PROBLEM TO WORK ON: As you write out the lines from the one containing "point per instance: green stem" through the last line of the records, keep them exact and leave out pictures.

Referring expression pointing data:
=== Begin Enclosure ===
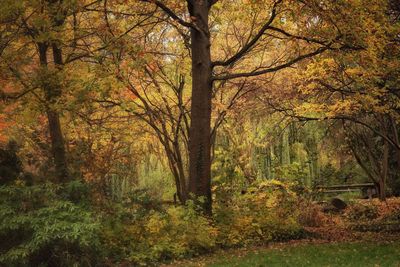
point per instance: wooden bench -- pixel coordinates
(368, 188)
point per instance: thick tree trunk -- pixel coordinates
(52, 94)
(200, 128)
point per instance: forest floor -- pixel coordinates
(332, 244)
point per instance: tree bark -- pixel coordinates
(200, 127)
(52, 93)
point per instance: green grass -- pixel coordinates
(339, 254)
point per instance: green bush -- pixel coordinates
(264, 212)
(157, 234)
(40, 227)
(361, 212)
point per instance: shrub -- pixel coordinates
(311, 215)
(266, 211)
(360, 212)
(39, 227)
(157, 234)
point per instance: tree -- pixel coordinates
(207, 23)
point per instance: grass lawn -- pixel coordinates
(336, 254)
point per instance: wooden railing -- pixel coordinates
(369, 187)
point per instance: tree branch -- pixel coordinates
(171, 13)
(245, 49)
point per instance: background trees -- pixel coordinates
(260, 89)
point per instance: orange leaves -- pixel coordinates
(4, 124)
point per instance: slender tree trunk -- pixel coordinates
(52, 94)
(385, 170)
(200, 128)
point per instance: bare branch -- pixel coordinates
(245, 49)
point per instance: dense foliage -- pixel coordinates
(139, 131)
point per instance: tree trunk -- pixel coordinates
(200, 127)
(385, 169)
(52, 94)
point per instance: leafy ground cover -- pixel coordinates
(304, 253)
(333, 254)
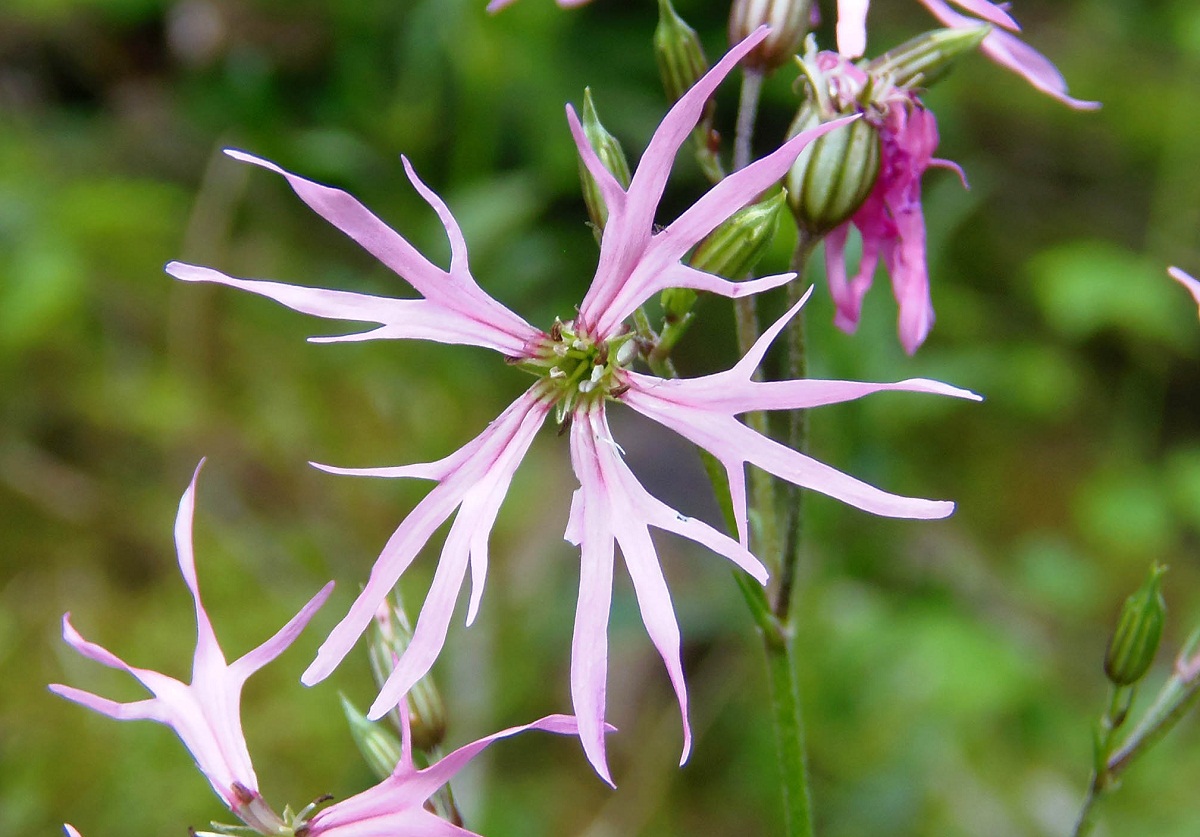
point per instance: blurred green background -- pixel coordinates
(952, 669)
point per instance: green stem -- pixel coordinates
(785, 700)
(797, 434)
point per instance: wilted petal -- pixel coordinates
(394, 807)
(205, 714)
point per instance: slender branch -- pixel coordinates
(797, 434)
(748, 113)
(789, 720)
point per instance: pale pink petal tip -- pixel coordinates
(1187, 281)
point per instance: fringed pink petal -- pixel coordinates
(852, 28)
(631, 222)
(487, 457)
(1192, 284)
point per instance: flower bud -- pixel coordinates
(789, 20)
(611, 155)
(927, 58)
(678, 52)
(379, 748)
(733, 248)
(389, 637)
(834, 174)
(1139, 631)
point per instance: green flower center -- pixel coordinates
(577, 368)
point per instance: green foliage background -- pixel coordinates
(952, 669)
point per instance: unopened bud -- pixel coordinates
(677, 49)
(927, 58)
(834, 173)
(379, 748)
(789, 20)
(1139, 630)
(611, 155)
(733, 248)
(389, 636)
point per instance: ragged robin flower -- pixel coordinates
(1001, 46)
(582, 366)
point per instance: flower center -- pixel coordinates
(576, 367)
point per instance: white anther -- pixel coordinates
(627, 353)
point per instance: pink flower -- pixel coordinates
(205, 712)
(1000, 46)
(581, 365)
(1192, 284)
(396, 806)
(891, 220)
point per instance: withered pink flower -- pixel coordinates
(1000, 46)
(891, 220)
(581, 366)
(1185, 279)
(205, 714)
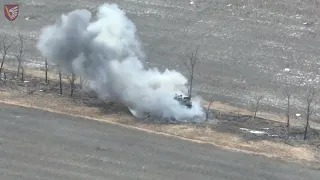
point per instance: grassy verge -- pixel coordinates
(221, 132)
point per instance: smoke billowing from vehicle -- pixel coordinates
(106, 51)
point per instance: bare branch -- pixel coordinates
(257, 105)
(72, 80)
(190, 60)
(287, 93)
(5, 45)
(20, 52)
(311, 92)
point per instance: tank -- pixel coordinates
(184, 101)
=== End Enclosure ===
EXERCISE RESPONSE:
point per instance: green stem -- pixel coordinates
(785, 700)
(797, 434)
point per instance: wilted petal -- pixel coordinates
(394, 807)
(205, 714)
point per instance: slender branch -- pixel coordinates
(797, 434)
(748, 113)
(789, 720)
point per instance: pale pink petal tip -- pixel coordinates
(1187, 281)
point per instance: fringed pink petal -- pixel coordinates
(852, 28)
(631, 222)
(487, 457)
(1192, 284)
point per instance: flower bud -- pixel coordinates
(789, 20)
(611, 155)
(927, 58)
(678, 52)
(379, 748)
(733, 248)
(389, 637)
(834, 174)
(1139, 631)
point per instance: green flower center -- pixel coordinates
(577, 368)
point per instance: green foliage background -- pixel coordinates
(952, 669)
point per instance: unopened bud -- pixel coordinates
(677, 49)
(927, 58)
(834, 173)
(379, 748)
(789, 20)
(1139, 630)
(611, 155)
(733, 248)
(389, 636)
point per instance: ragged robin flower -- pixel coordinates
(1001, 46)
(582, 366)
point per instance: flower center -- pixel coordinates
(576, 367)
point per instance: white anther -- pixel coordinates
(627, 353)
point per instance: pink flower -- pixel coordinates
(205, 712)
(1000, 46)
(581, 365)
(1192, 284)
(396, 806)
(891, 220)
point per instance: withered pink flower -- pixel coordinates
(1000, 46)
(891, 220)
(581, 366)
(1185, 279)
(205, 714)
point per instance: grassy verge -- pixel coordinates
(221, 132)
point per instance: smoke billowing from vehicle -- pixel coordinates
(106, 51)
point per instance: bare branch -- pixel coordinates
(257, 105)
(72, 80)
(190, 60)
(287, 93)
(5, 45)
(20, 52)
(311, 92)
point per instance: tank -- pixel coordinates
(184, 101)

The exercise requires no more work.